* _Document section_:
Posted: 05/23/11 08:53 PM ET

I have been thinking a lot about Maria Shriver lately. Not simply or solely because of the huge betrayal by her husband. I actually began thinking about her when I viewed her you tube video asking questions about how to handle transitions. She looked like every other woman I know who, at the end of her marriage, is both relieved and scared, and wondering how she will remake her life.

A year and a half ago, I wrote scathingly about Shriver's report on women. Essentially I thought it much ado about very little. That women's lives, while marginally better in many ways, are still not better enough, and that all of us seem to fight the same battles over and over and over.

No matter what policy our company has (or doesn't) each woman has to negotiate her way through her own pregnancy leave. Each woman has to figure out how to do her work and raise children at the same time, or how to give up that work and hope to get it back at the end of childrearing years. And when women's marriages end, no matter who was the instigator, we are often left vulnerable by age, financial worries, and the fact that perhaps we have not negotiated properly the transition we will need to make.

* _Segmentation data_:
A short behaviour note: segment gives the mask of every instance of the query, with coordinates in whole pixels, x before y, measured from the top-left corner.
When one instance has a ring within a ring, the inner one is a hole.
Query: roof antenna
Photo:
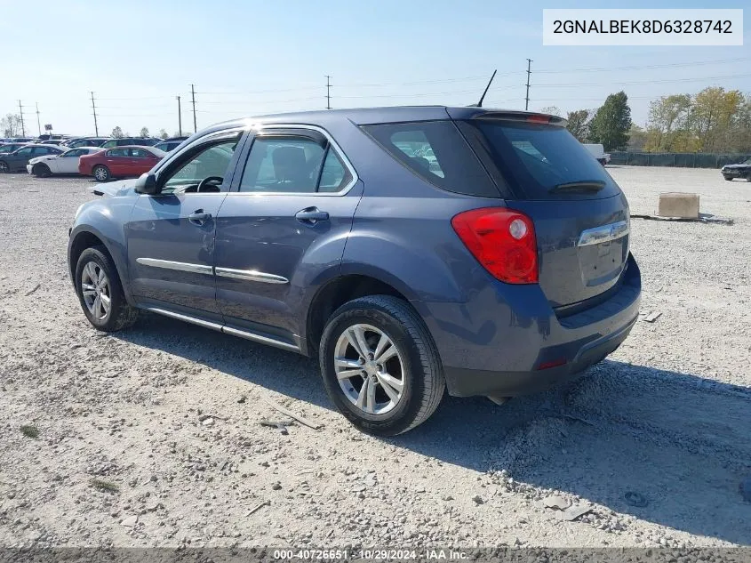
[[[482,95],[482,96],[480,96],[480,101],[478,101],[477,103],[473,103],[473,104],[471,104],[471,105],[469,106],[470,108],[482,108],[482,107],[483,107],[483,100],[484,100],[484,99],[485,99],[485,94],[486,94],[486,93],[488,93],[488,89],[491,87],[491,84],[492,84],[492,82],[493,82],[493,78],[495,78],[495,73],[497,73],[497,72],[498,72],[498,68],[496,68],[495,70],[493,70],[493,76],[491,76],[491,79],[490,79],[490,80],[488,80],[488,85],[487,85],[487,86],[485,86],[485,91],[483,92],[483,95]]]

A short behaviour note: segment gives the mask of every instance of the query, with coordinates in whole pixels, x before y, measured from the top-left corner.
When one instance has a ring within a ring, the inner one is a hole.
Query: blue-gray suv
[[[482,108],[223,123],[101,184],[68,247],[96,328],[140,310],[317,355],[365,431],[444,390],[496,402],[602,360],[637,318],[628,205],[553,116]]]

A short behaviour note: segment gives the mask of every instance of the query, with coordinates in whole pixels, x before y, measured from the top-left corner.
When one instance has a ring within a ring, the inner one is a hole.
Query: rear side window
[[[438,188],[483,197],[499,196],[451,121],[364,125],[363,130],[396,160]]]
[[[352,174],[327,143],[307,137],[258,137],[251,147],[240,191],[337,193]]]
[[[619,193],[605,169],[564,127],[514,121],[476,120],[475,129],[514,192],[529,199],[602,198]],[[603,182],[594,193],[556,191],[576,182]]]

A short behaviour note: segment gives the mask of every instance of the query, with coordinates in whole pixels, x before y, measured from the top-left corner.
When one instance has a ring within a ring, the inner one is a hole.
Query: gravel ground
[[[307,358],[155,316],[98,334],[66,268],[92,182],[0,176],[0,545],[751,544],[751,184],[610,171],[635,213],[692,191],[736,222],[633,220],[656,322],[571,386],[448,398],[393,439]],[[321,429],[260,426],[266,399]]]

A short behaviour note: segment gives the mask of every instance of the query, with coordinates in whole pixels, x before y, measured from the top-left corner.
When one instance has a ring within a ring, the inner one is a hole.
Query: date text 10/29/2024
[[[357,549],[357,550],[274,550],[272,557],[276,560],[348,560],[363,559],[374,561],[425,561],[425,560],[464,560],[468,555],[460,550],[451,549]]]

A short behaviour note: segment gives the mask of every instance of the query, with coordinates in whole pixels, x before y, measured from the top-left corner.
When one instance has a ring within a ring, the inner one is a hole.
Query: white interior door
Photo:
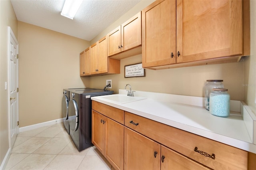
[[[10,27],[8,28],[8,93],[9,101],[9,144],[12,148],[18,133],[18,44]]]

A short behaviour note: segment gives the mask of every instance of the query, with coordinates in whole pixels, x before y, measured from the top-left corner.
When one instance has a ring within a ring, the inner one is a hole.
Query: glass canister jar
[[[212,89],[210,94],[209,111],[221,117],[229,116],[230,97],[226,89]]]
[[[223,80],[207,80],[205,87],[204,107],[207,110],[209,110],[209,99],[210,93],[212,89],[215,88],[224,88],[222,84]]]

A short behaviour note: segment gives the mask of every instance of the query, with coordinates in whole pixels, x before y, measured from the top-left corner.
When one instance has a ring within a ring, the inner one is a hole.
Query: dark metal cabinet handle
[[[200,153],[201,155],[204,155],[205,156],[208,157],[209,158],[211,158],[212,159],[215,159],[215,154],[212,154],[212,155],[208,154],[206,152],[204,152],[202,151],[201,150],[197,150],[197,147],[196,146],[195,148],[194,149],[194,151]]]
[[[130,123],[132,123],[132,125],[134,125],[135,126],[138,126],[139,125],[139,123],[135,123],[132,121],[130,121]]]
[[[103,121],[102,119],[100,119],[100,123],[103,123],[103,124],[104,124],[106,122],[104,121]]]
[[[173,56],[174,56],[173,53],[172,53],[171,54],[171,57],[172,57],[172,58]]]
[[[155,157],[155,158],[156,157],[156,154],[157,154],[157,152],[155,151],[154,152],[154,156]]]
[[[164,163],[164,158],[165,158],[165,156],[164,156],[164,155],[162,155],[162,158],[161,158],[161,160],[162,160],[162,162]]]

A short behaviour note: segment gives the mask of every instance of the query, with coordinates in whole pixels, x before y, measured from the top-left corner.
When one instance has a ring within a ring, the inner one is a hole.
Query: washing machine
[[[69,91],[67,121],[70,135],[78,151],[92,146],[91,97],[111,95],[113,92],[97,89]]]
[[[69,102],[69,91],[88,91],[94,90],[94,89],[90,88],[79,88],[74,89],[63,89],[63,97],[62,101],[62,113],[63,125],[68,133],[69,134],[69,124],[68,121],[68,102]]]
[[[68,133],[69,134],[69,125],[68,121],[68,111],[69,101],[69,91],[67,89],[63,89],[62,97],[62,112],[63,125]]]

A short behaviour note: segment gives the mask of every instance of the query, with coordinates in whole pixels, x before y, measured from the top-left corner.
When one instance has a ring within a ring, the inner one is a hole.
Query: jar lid
[[[223,81],[223,80],[207,80],[206,81],[208,82],[221,82]]]
[[[228,91],[227,89],[222,89],[222,88],[216,88],[212,89],[214,91]]]

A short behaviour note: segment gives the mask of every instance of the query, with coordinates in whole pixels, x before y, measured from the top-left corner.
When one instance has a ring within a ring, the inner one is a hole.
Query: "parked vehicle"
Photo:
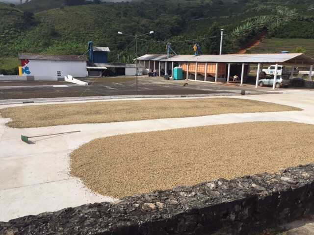
[[[260,86],[262,87],[263,86],[273,86],[274,84],[274,75],[268,76],[267,77],[259,80],[259,84]],[[276,88],[279,88],[280,87],[288,87],[290,84],[290,79],[289,76],[288,75],[277,75],[277,79],[276,79],[276,84],[275,87]]]
[[[276,65],[271,65],[267,69],[264,69],[262,71],[265,72],[267,75],[273,75],[275,74],[275,69]],[[285,66],[283,65],[278,65],[277,70],[277,75],[291,74],[291,70],[285,70]],[[299,71],[295,70],[293,71],[293,75],[299,74]]]
[[[291,79],[291,85],[294,87],[304,87],[305,81],[302,77],[295,77]]]

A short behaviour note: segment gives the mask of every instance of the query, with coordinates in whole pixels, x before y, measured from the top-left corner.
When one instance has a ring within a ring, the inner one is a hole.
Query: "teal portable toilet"
[[[173,68],[173,79],[174,80],[183,80],[183,70],[181,67]]]

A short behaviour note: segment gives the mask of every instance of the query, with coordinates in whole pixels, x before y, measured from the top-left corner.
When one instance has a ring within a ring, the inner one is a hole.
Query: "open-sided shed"
[[[297,66],[310,66],[310,77],[312,75],[314,59],[301,53],[273,54],[229,54],[225,55],[145,55],[137,59],[139,63],[148,69],[160,71],[162,69],[166,74],[172,74],[175,63],[181,66],[186,72],[186,79],[198,80],[198,74],[204,76],[204,81],[229,81],[231,75],[238,75],[242,84],[245,74],[250,64],[257,64],[258,71],[263,65],[276,65],[276,70],[279,64],[291,66],[291,73]],[[157,66],[158,66],[157,67]],[[237,73],[235,74],[234,73]],[[159,75],[161,73],[159,72]],[[259,80],[257,72],[256,87]],[[209,77],[212,76],[212,78]],[[275,74],[275,77],[277,74]],[[214,79],[213,78],[214,77]],[[275,78],[276,79],[276,77]],[[274,83],[274,89],[275,83]]]

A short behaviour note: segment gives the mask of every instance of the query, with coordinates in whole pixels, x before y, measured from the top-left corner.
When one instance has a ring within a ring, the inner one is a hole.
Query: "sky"
[[[102,0],[102,1],[126,1],[126,0]],[[22,0],[22,2],[24,3],[25,0]],[[0,2],[4,2],[6,3],[14,3],[14,4],[20,4],[20,0],[0,0]]]

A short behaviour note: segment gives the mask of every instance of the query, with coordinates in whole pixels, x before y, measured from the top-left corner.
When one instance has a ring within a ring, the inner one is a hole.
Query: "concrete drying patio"
[[[69,175],[68,155],[93,139],[121,134],[256,121],[288,121],[314,124],[314,91],[287,91],[282,94],[235,96],[293,106],[302,111],[227,114],[182,118],[96,124],[12,129],[8,118],[0,119],[0,221],[55,211],[83,204],[113,201],[87,189]],[[16,105],[11,105],[10,106]],[[4,106],[0,108],[8,107]],[[80,132],[34,138],[35,144],[21,141],[21,135],[37,135],[80,130]]]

* _What the task asks_:
Rewrite the essay about Maria Shriver from "A year and a" up to and including "need to make.", putting "maternity leave" in place of "pregnancy leave".

* _Task output_:
A year and a half ago, I wrote scathingly about Shriver's report on women. Essentially I thought it much ado about very little. That women's lives, while marginally better in many ways, are still not better enough, and that all of us seem to fight the same battles over and over and over.

No matter what policy our company has (or doesn't) each woman has to negotiate her way through her own maternity leave. Each woman has to figure out how to do her work and raise children at the same time, or how to give up that work and hope to get it back at the end of childrearing years. And when women's marriages end, no matter who was the instigator, we are often left vulnerable by age, financial worries, and the fact that perhaps we have not negotiated properly the transition we will need to make.